- Task brief
Put each line of the material below into a numbered list, leaving out blank lines and the pictures.

═════ Supplied data

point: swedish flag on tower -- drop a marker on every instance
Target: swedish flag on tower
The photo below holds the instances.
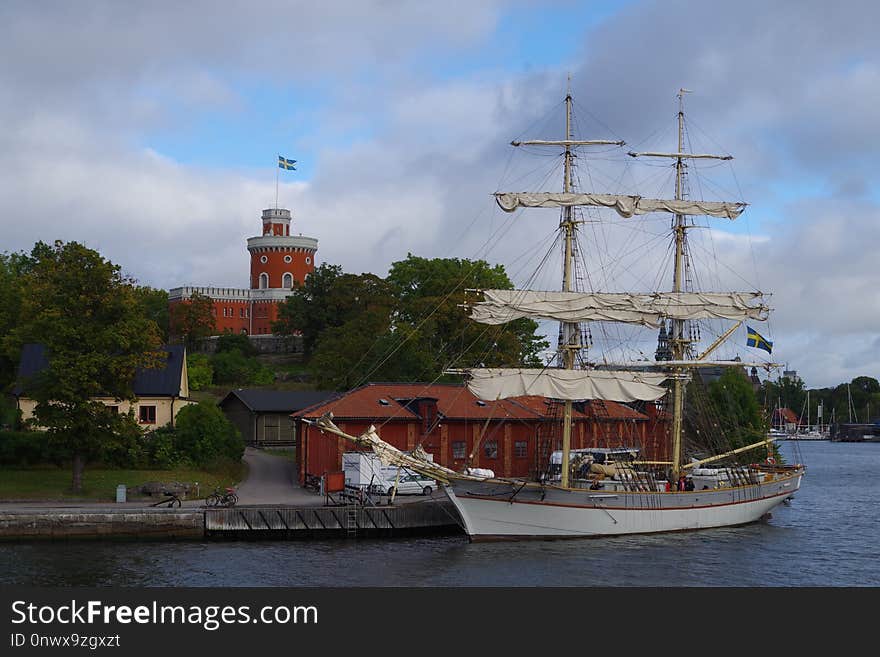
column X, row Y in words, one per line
column 287, row 165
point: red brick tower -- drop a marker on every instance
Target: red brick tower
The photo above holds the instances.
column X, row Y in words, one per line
column 278, row 261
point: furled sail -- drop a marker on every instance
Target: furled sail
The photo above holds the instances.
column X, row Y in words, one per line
column 501, row 306
column 626, row 206
column 613, row 385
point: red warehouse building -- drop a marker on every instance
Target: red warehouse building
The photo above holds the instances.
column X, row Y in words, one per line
column 278, row 261
column 511, row 435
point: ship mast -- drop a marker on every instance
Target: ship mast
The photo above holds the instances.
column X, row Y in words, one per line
column 568, row 330
column 678, row 341
column 570, row 334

══════════

- Problem solution
1. point: swedish flag on tower -- drop a marker on every instance
2. Target: swedish flag on tower
3. The photo below holds the instances.
4. column X, row Y in words, one per line
5. column 287, row 165
6. point: red brick tower -- drop a marker on every instance
7. Target: red brick tower
8. The photo above holds the instances.
9. column X, row Y in words, one per line
10. column 278, row 261
11. point: furled sail -- drop a marker on every instance
12. Target: furled sail
13. The photo above holds the instances.
14. column X, row Y in words, one per line
15. column 501, row 306
16. column 626, row 206
17. column 613, row 385
18. point: red warehouse building -- drop a marker on every instance
19. Target: red warehouse building
20. The photo above holds the instances.
21. column X, row Y in words, one per line
22. column 278, row 261
23. column 511, row 435
24. point: ship mast -- drop a marker on every instance
25. Target: ship mast
26. The photo above holds the instances.
27. column X, row Y in words, one per line
28. column 568, row 330
29. column 678, row 341
30. column 570, row 334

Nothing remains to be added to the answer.